== Extrait source ==

Contextualisation
Max Payne, voilà le mètre étalon que Remedy s’était fixé il y a une vingtaine d’années, sans jamais réussir à atteindre ces sommets. C’est du moins le constat que j’ai pu tirer en me farcissant Alan Wake premier du nom, jeu assez lambda manette en main et qui misait tout sur sa narration, finalement elle aussi assez basique pour quiconque a déjà lu un Stephen King. Même constat pour Control en 2019, qui, s’il s’avérait bien plus ambitieux au niveau de ses visuels et de son gameplay, et proposait un univers intéressant inspiré de X-Files et de la Fondation SCP, peinait à se rendre réellement marquant faute de finesse dans l’écriture et d’engagement émotionnel du joueur. Pas la panacée donc, mais des jeux qui avaient des ambitions et une patte imparfaite mais distincte. La sortie d’Alan Wake II me laissait donc partiellement indifférent, avec une mentalité de “peut-être un jour dans un abonnement ou à petit prix” dont écopent beaucoup de jeux. Mais l’engouement général, public comme critique, a titillé ma curiosité au plus haut point, et je me suis donc lancé, avec une curiosité non feinte. La promesse d’un jeu somme, tant dans le fond que dans la forme puisque ce n’était pas un secret que le titre serait le premier pas dans un Remedyverse brassant toutes ses productions précédentes. Les tâtonnements hasardeux du studio finlandais avaient-ils enfin abouti sur une œuvre mature, où ambition et réalisation se joignent dans un tout cohérent et emballant?

===
== Matériel fourni ==

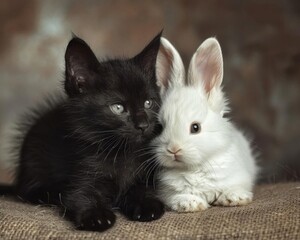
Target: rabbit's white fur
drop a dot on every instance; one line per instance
(215, 166)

===

D'après l'extrait sur Alan Wake II, de quelles œuvres l'univers de Control s'inspirait-il ? Fondez-vous uniquement sur l'extrait.

En réponse: De X-Files et de la Fondation SCP.